▶ **Instrucciones de trabajo**
a) En el fragmento sobre el paraíso, ¿qué puso el Señor al Oriente del edén después de expulsar a Adán y Eva?
b) Transcribe sin cambios la parte del fragmento sobre el paraíso que empieza con las palabras que contienen "La imagen del" y termina con "Bien y del Mal.".
c) Según el fragmento sobre el paraíso, ¿para qué utilizaba el fuego la tradición de Tertuliano y Lactancio?

══ Fragmento

Nadie puede naturalmente determinarlo, y por eso, lo que debe tenerse como cierto es que su altura será tanta cuánto sea necesario para la buena y saludable habitación de los hombres. Esto es, que en él la templanza del aire, sería tal como para que allí se viviese de manera deleitable, sin extremos de frío,  de calor y tanta la salubridad, que las cosas no pudiesen corromperse o se descompusieran fácilmente”[11]

   

La imagen del incendio, aunque no corresponde a la narración de momentos idílicos en el relato ni pretende evocar el carácter fabuloso del Nuevo Mundo,  también concuerda con otra de las tradiciones que han pretendido definir el paraíso; la de Tertuliano y Lactancio, que   utilizaba el fuego como medio de aislamiento para que ningún ser corpóreo pudiera entrar en él.[12]  En fin y al cabo, después de expulsados Adán y Eva del edén, el Señor puso querubines al Oriente y una espada flamígera alrededor para custodiar el acceso al árbol del Bien y del Mal.

════
══ Datos proporcionados

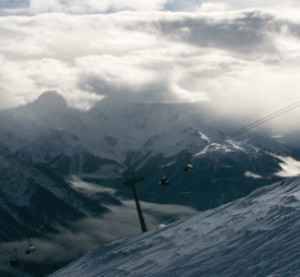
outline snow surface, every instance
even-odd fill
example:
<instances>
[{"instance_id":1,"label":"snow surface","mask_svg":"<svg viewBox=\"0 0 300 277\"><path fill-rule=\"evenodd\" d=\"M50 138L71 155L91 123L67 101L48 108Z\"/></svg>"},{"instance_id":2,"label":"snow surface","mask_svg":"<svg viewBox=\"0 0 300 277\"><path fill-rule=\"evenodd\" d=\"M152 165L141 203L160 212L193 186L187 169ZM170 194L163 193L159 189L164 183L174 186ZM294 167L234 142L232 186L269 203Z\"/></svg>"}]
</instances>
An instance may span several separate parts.
<instances>
[{"instance_id":1,"label":"snow surface","mask_svg":"<svg viewBox=\"0 0 300 277\"><path fill-rule=\"evenodd\" d=\"M51 277L300 276L300 178L92 251Z\"/></svg>"}]
</instances>

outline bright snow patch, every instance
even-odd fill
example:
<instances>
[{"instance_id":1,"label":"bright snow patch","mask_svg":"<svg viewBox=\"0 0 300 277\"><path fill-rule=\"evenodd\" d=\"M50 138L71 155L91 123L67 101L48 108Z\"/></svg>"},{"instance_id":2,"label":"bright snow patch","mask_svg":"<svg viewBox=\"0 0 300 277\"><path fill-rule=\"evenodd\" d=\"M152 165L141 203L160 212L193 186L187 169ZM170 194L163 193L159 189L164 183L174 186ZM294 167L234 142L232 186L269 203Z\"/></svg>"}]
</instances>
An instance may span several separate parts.
<instances>
[{"instance_id":1,"label":"bright snow patch","mask_svg":"<svg viewBox=\"0 0 300 277\"><path fill-rule=\"evenodd\" d=\"M245 172L245 176L253 179L261 179L262 177L256 173L253 173L251 171Z\"/></svg>"},{"instance_id":2,"label":"bright snow patch","mask_svg":"<svg viewBox=\"0 0 300 277\"><path fill-rule=\"evenodd\" d=\"M300 175L300 161L293 159L292 157L283 157L276 155L276 158L283 161L280 163L281 170L276 173L279 177L295 177Z\"/></svg>"},{"instance_id":3,"label":"bright snow patch","mask_svg":"<svg viewBox=\"0 0 300 277\"><path fill-rule=\"evenodd\" d=\"M300 276L300 179L86 254L51 275Z\"/></svg>"}]
</instances>

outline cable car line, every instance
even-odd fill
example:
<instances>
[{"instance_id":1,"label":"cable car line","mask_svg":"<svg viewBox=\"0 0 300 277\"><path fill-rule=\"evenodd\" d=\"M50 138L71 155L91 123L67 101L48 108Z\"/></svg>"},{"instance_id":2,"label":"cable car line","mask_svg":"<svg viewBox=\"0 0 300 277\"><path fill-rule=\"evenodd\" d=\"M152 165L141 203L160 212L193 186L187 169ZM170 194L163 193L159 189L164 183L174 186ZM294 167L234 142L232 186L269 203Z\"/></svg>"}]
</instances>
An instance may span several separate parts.
<instances>
[{"instance_id":1,"label":"cable car line","mask_svg":"<svg viewBox=\"0 0 300 277\"><path fill-rule=\"evenodd\" d=\"M200 147L200 149L198 148L198 149L195 149L194 151L190 151L189 153L190 153L191 156L195 156L201 150L204 150L205 148L207 148L207 147L209 147L209 146L211 146L213 144L222 143L222 142L227 141L229 139L232 139L232 138L234 138L236 136L239 136L239 135L245 133L246 131L248 131L248 130L254 128L254 127L260 126L260 125L262 125L262 124L264 124L264 123L266 123L266 122L268 122L268 121L270 121L270 120L272 120L272 119L274 119L274 118L276 118L276 117L278 117L280 115L283 115L283 114L285 114L285 113L287 113L289 111L292 111L292 110L294 110L294 109L296 109L298 107L300 107L300 100L296 101L293 104L290 104L290 105L288 105L286 107L283 107L283 108L281 108L281 109L279 109L279 110L277 110L277 111L275 111L275 112L273 112L271 114L268 114L268 115L266 115L266 116L264 116L264 117L262 117L262 118L260 118L260 119L258 119L256 121L254 121L252 123L249 123L246 126L244 126L242 128L239 128L239 129L237 129L237 130L229 133L228 135L224 135L224 136L222 136L222 137L220 137L220 138L218 138L218 139L210 142L208 145ZM183 160L186 157L186 155L187 154L179 155L172 164L174 164L174 163L176 163L178 161ZM169 164L171 164L171 162L169 162ZM163 167L165 167L165 166L162 165L159 168L161 169Z\"/></svg>"}]
</instances>

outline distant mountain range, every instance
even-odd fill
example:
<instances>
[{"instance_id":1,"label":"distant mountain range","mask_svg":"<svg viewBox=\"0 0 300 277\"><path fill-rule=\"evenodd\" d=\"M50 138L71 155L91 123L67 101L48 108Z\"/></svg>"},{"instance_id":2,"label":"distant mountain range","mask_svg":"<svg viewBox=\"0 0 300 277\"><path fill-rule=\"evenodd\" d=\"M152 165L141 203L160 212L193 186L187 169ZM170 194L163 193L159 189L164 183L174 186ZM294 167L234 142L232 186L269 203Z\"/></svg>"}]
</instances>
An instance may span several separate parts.
<instances>
[{"instance_id":1,"label":"distant mountain range","mask_svg":"<svg viewBox=\"0 0 300 277\"><path fill-rule=\"evenodd\" d=\"M70 222L113 215L116 207L125 211L133 198L128 178L143 180L138 194L152 207L204 211L295 173L280 174L289 167L284 157L300 157L295 144L257 130L233 138L226 133L226 125L194 104L107 97L83 111L51 91L2 110L0 241L43 238L71 228ZM188 163L193 170L184 171ZM162 177L168 186L159 184ZM162 207L147 208L157 224L181 216Z\"/></svg>"}]
</instances>

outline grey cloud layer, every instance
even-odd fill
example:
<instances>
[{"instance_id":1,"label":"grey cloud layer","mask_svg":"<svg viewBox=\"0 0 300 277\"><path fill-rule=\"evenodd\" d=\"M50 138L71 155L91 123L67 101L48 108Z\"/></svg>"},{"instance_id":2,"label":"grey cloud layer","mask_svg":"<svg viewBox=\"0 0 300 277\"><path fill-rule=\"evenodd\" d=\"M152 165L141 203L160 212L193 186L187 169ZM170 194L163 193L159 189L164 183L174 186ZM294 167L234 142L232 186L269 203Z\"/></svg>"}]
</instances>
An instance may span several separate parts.
<instances>
[{"instance_id":1,"label":"grey cloud layer","mask_svg":"<svg viewBox=\"0 0 300 277\"><path fill-rule=\"evenodd\" d=\"M299 96L299 22L262 11L0 17L1 106L58 90L82 108L122 95L233 114L247 101L247 114L265 114Z\"/></svg>"}]
</instances>

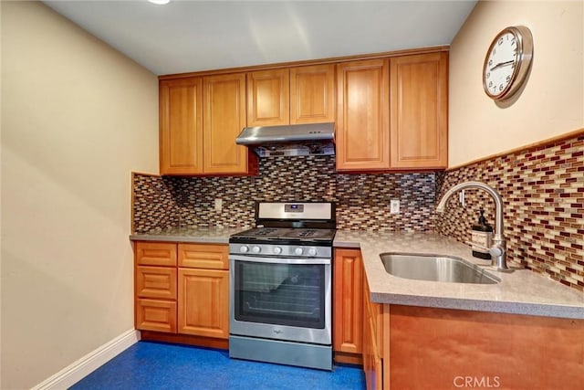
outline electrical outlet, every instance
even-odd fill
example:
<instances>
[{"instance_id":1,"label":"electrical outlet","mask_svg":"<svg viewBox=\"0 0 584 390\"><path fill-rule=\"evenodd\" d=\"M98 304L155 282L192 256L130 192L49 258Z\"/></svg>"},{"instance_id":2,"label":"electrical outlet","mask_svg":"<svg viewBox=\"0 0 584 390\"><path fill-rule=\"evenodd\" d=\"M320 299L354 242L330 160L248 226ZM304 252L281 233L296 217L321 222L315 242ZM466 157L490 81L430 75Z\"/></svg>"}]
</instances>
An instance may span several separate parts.
<instances>
[{"instance_id":1,"label":"electrical outlet","mask_svg":"<svg viewBox=\"0 0 584 390\"><path fill-rule=\"evenodd\" d=\"M460 193L458 193L458 201L460 202L460 206L462 206L463 207L466 206L466 203L464 202L464 190L462 190Z\"/></svg>"},{"instance_id":2,"label":"electrical outlet","mask_svg":"<svg viewBox=\"0 0 584 390\"><path fill-rule=\"evenodd\" d=\"M390 214L400 214L400 199L390 201Z\"/></svg>"}]
</instances>

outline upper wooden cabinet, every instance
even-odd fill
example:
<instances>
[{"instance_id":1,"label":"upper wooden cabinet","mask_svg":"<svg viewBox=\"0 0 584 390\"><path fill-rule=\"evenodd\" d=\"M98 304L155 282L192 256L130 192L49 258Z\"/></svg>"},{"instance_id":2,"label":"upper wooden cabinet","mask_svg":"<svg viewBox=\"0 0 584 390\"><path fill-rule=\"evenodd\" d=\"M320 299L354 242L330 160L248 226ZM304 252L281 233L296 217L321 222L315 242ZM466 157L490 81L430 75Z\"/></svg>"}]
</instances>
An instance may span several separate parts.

════

▶ **Respuestas desarrolladas**
a) Puso querubines al Oriente y una espada flamígera alrededor para custodiar el acceso al árbol del Bien y del Mal.

b)
La imagen del incendio, aunque no corresponde a la narración de momentos idílicos en el relato ni pretende evocar el carácter fabuloso del Nuevo Mundo,  también concuerda con otra de las tradiciones que han pretendido definir el paraíso; la de Tertuliano y Lactancio, que   utilizaba el fuego como medio de aislamiento para que ningún ser corpóreo pudiera entrar en él.[12]  En fin y al cabo, después de expulsados Adán y Eva del edén, el Señor puso querubines al Oriente y una espada flamígera alrededor para custodiar el acceso al árbol del Bien y del Mal.

c) Esa tradición utilizaba el fuego como medio de aislamiento del paraíso, para que ningún ser corpóreo pudiera entrar en él.